Lines of data
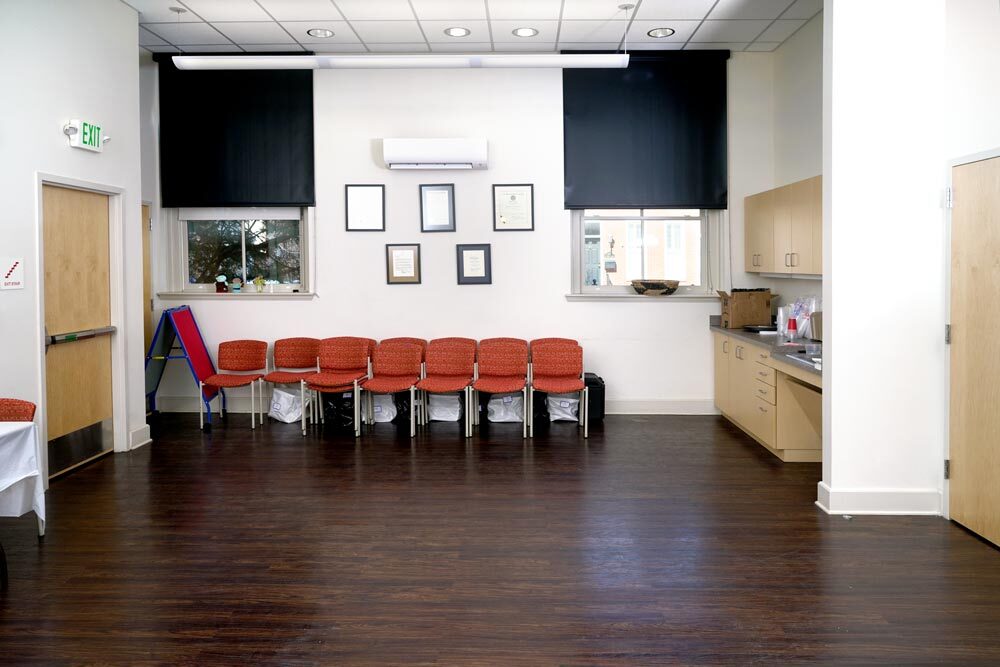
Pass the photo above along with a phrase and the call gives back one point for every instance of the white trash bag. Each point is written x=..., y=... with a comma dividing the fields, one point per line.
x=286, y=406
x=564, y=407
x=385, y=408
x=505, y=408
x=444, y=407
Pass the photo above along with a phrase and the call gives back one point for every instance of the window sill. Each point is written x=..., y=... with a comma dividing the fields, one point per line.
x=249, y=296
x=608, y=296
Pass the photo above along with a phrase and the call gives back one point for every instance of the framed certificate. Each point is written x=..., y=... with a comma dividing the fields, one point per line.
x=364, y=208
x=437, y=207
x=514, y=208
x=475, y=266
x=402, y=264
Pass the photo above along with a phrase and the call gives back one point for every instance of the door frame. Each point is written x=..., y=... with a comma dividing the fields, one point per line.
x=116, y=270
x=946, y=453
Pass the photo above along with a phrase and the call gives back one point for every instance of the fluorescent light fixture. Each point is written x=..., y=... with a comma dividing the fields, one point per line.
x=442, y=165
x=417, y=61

---

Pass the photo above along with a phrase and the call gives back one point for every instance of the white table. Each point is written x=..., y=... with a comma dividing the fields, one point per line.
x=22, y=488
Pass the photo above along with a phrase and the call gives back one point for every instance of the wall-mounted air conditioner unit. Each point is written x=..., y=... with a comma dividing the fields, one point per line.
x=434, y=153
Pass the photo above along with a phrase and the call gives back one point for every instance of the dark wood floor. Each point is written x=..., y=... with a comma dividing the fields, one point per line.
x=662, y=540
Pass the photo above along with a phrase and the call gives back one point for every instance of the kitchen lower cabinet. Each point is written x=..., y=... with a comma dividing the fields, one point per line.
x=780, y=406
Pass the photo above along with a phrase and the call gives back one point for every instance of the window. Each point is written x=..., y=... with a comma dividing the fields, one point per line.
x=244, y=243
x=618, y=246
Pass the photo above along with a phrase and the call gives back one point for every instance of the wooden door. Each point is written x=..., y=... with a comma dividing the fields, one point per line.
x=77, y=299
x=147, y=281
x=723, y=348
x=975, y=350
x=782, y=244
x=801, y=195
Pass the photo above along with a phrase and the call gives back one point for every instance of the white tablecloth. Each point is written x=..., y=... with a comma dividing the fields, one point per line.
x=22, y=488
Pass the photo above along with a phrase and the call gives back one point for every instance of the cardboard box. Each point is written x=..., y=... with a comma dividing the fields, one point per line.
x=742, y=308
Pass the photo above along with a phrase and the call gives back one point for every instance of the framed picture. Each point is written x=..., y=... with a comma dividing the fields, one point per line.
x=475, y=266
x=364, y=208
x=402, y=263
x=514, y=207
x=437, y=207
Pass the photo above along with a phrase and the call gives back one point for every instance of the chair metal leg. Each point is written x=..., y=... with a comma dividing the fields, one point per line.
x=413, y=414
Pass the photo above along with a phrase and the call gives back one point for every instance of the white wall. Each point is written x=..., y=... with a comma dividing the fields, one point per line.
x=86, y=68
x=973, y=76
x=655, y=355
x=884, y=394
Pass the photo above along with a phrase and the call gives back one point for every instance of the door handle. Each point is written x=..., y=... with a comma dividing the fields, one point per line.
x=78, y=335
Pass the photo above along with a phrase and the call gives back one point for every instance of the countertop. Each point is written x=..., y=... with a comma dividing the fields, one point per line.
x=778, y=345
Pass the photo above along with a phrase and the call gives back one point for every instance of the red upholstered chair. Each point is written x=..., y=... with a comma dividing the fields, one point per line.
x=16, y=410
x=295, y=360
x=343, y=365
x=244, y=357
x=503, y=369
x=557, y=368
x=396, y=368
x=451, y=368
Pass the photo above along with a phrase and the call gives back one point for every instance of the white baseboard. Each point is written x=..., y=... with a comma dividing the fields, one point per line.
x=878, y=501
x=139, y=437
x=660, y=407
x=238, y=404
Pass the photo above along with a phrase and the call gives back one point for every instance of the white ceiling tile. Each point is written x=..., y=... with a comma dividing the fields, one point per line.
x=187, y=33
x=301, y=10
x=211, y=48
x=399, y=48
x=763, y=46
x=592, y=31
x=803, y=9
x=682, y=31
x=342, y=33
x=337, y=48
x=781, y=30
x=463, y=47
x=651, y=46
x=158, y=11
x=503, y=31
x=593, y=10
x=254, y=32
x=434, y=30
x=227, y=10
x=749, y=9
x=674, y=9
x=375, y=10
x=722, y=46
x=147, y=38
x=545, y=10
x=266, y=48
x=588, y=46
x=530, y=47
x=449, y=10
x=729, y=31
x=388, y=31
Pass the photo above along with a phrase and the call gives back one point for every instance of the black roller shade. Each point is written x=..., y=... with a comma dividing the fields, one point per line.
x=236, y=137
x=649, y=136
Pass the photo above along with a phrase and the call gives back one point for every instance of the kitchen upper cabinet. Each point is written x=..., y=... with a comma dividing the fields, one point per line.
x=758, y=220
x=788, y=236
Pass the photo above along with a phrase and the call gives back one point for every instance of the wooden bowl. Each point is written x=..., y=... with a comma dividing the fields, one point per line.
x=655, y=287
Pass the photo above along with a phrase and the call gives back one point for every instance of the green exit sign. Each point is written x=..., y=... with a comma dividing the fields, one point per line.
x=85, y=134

==

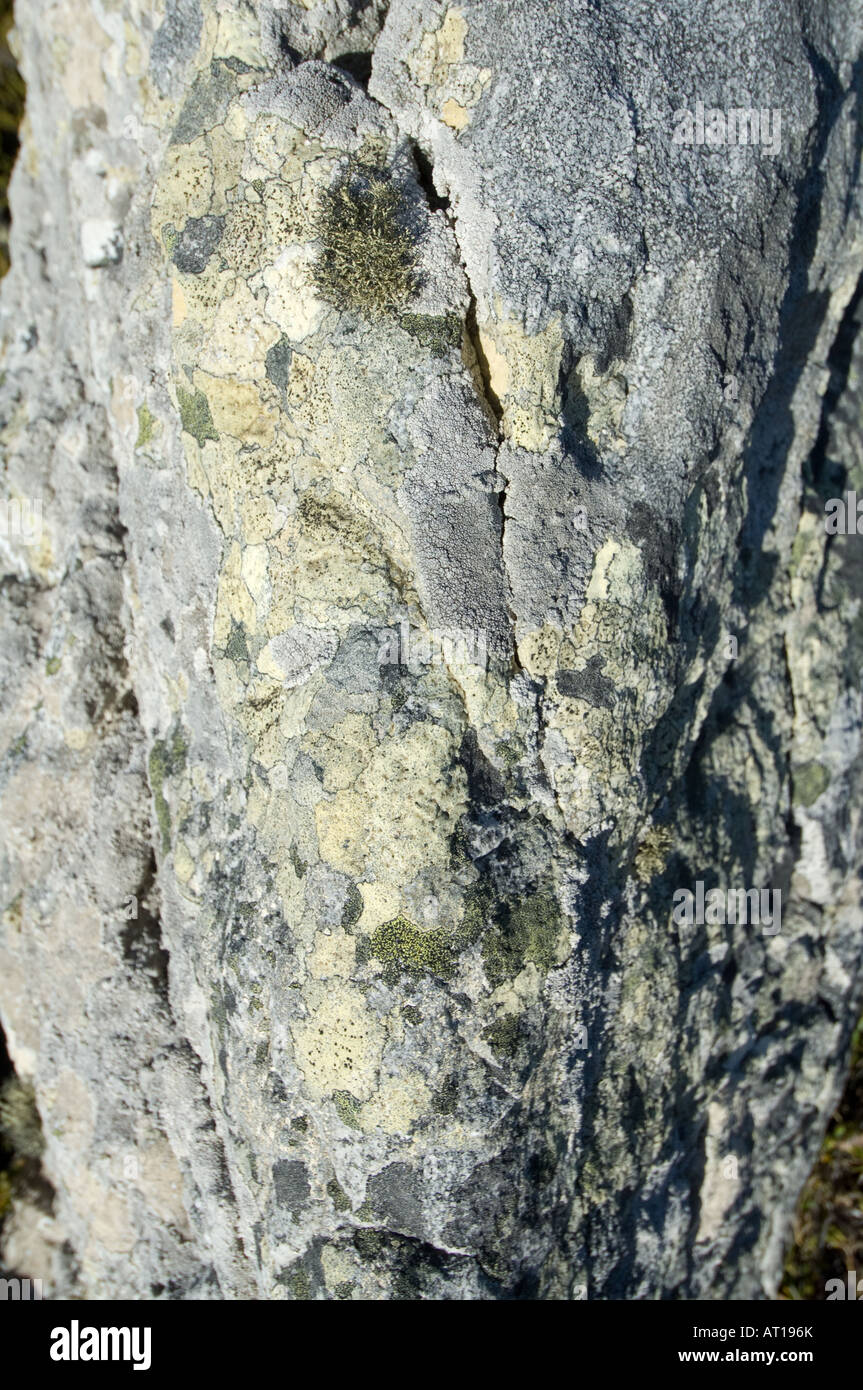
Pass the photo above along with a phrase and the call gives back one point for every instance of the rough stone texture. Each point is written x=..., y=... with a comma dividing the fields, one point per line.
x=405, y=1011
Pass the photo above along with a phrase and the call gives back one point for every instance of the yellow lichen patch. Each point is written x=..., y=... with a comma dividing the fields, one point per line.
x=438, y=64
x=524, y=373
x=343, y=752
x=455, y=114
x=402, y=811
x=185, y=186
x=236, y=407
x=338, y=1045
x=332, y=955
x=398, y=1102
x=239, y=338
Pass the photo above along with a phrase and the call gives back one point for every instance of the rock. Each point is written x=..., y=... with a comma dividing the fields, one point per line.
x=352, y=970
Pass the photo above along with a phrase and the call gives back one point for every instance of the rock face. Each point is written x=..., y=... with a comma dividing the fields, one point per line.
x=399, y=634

EXERCISE GOAL: Copy out the data without changes, from the line with "of the dark" to the line with "x=413, y=414", including both of those lines.

WRITTEN RESPONSE:
Pass the photo above along with a phrase and the call gives back one point for every instance of the dark wood floor. Each point is written x=..., y=... with a comma dividing the fields, one point per line.
x=662, y=540
Pass the photo above along with a phrase and the call gives back one point for every instance of the kitchen lower cabinet. Each point is written x=..., y=... with a comma dividing the fields, one point per line.
x=780, y=406
Pass the photo above along with a phrase and the call gives back one point for every instance of the window. Each point is written x=..., y=... with a comma dividing the fields, one point per line.
x=244, y=243
x=618, y=246
Pass the photo above along with a phrase and the call gives back one point for every instance of the wooden door. Each point is written x=..., y=... with a comma dividing the fields, one point per line.
x=77, y=299
x=147, y=281
x=723, y=348
x=975, y=350
x=782, y=244
x=801, y=195
Pass the photo above along with a phrase and the call gives back one point for every instance of the white tablecloth. Each point is written x=..., y=... with a comma dividing the fields, one point per line.
x=22, y=488
Pass the photo above along with a phrase and the call gives back one point for every instance of the cardboard box. Each point is written x=..., y=... with a comma dividing the fields, one point per line.
x=742, y=308
Pass the photo above along with a phrase and the call gives back one point for every instance of the framed picture. Each point is written x=..., y=... with a comma dividing the fields, one point per line.
x=475, y=266
x=364, y=208
x=402, y=263
x=514, y=207
x=437, y=207
Pass the photo above along with a phrase and the call gives back one point for every instance of the chair metal leg. Each point is written x=..., y=... with a comma dividing the fields, one point per line.
x=413, y=414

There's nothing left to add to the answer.